- _INPUT_
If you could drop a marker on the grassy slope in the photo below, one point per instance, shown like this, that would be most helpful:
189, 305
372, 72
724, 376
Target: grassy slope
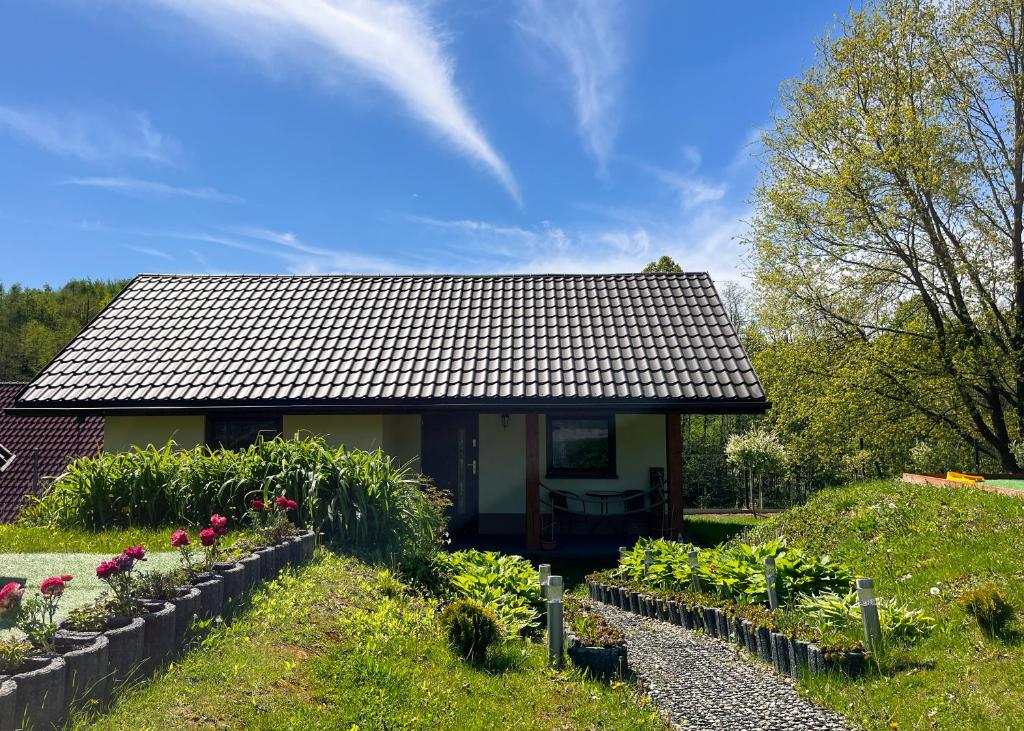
341, 646
910, 539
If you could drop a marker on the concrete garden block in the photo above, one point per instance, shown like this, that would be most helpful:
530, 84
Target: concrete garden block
252, 573
211, 601
186, 606
159, 637
603, 662
8, 704
307, 543
764, 644
126, 636
40, 697
750, 637
724, 625
87, 677
780, 652
798, 657
268, 562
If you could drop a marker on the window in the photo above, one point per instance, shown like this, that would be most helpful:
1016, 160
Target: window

- _YOUR OBJECTIVE_
What lines in the listing include the string "above"? Copy them out.

- _EXERCISE SOLUTION_
If you could drop a marker on the concrete garden block in the photo above, one point per instance, shown like this, that would be most helpful:
If you could drop a marker on the window in the photo above, one point per instance, shown like this, that would be most helpful:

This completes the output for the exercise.